_WHAT IS REQUIRED_
Your output should be the lines below from the one with "Target: bicycle handlebar" through the one with "of the roasted", copied exactly, pictures excluded.

:::::

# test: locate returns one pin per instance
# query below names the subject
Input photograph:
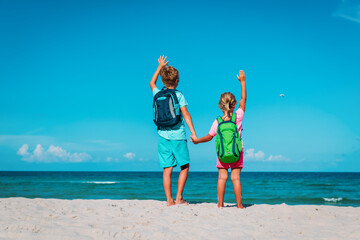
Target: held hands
(162, 62)
(241, 76)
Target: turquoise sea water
(340, 189)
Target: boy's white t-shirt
(176, 132)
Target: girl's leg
(223, 175)
(235, 178)
(181, 183)
(167, 185)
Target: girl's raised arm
(241, 78)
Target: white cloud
(111, 159)
(349, 9)
(277, 158)
(23, 150)
(251, 155)
(129, 155)
(53, 154)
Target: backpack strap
(233, 117)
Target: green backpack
(228, 142)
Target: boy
(172, 146)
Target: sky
(75, 95)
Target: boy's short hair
(169, 75)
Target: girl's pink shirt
(238, 122)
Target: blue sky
(75, 78)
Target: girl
(227, 104)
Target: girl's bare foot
(240, 205)
(170, 203)
(181, 201)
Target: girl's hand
(162, 62)
(241, 76)
(194, 139)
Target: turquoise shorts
(173, 152)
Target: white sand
(49, 219)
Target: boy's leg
(167, 185)
(235, 178)
(223, 175)
(181, 183)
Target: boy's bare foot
(170, 203)
(181, 201)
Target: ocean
(293, 188)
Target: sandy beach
(23, 218)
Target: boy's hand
(241, 76)
(162, 62)
(194, 139)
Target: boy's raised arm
(241, 78)
(162, 63)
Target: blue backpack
(166, 108)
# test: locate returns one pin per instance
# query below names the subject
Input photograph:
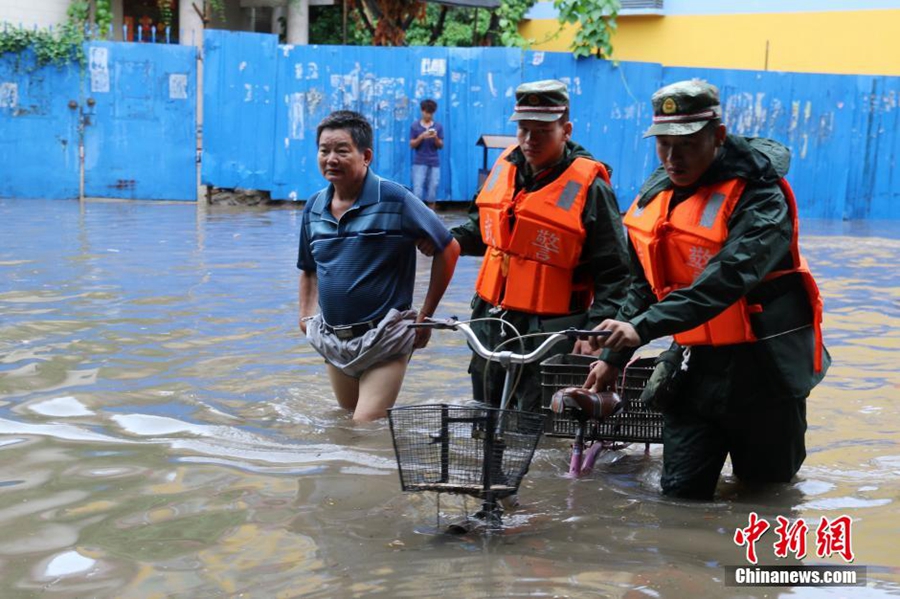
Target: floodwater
(165, 431)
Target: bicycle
(608, 421)
(473, 450)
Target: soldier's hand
(583, 347)
(622, 335)
(423, 335)
(601, 377)
(426, 246)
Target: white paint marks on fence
(9, 94)
(312, 70)
(297, 116)
(98, 65)
(178, 86)
(313, 98)
(345, 88)
(434, 67)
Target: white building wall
(29, 13)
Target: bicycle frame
(507, 359)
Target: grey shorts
(391, 339)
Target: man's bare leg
(379, 388)
(346, 388)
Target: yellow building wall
(842, 42)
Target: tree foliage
(420, 23)
(597, 20)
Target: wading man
(358, 263)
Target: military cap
(545, 100)
(683, 108)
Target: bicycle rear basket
(638, 423)
(477, 451)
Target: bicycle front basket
(477, 451)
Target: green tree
(597, 20)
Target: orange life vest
(675, 247)
(529, 266)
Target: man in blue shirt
(426, 137)
(358, 261)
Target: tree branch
(438, 28)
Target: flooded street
(165, 431)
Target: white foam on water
(68, 563)
(64, 407)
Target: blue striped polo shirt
(366, 263)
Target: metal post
(298, 22)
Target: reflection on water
(165, 431)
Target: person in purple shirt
(426, 137)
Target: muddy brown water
(165, 431)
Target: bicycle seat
(585, 404)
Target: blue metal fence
(39, 132)
(132, 108)
(842, 130)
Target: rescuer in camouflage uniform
(544, 153)
(746, 398)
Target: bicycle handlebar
(506, 357)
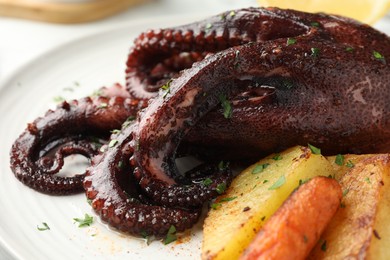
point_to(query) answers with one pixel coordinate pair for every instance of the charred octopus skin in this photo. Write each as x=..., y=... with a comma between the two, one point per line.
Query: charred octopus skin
x=159, y=54
x=315, y=89
x=75, y=127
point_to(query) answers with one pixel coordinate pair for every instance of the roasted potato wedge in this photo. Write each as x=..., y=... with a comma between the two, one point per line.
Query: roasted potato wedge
x=296, y=226
x=360, y=229
x=254, y=196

:::::

_SOLUTION TO THIS EXERCISE_
Target: bicycle handlebar
(506, 357)
point_to(query) answers with one pixel coordinate pair for every instance of the charred octopus skin in this photo. Write each as x=..., y=... with a comma between the two, one point per line.
Query: charred octopus skin
x=159, y=54
x=315, y=89
x=75, y=127
point_to(query) answers with one pixel coordinate pair for every instance of the roasted potato wedge in this photo. Write each as x=..., y=... with a comma between the two, one point per line.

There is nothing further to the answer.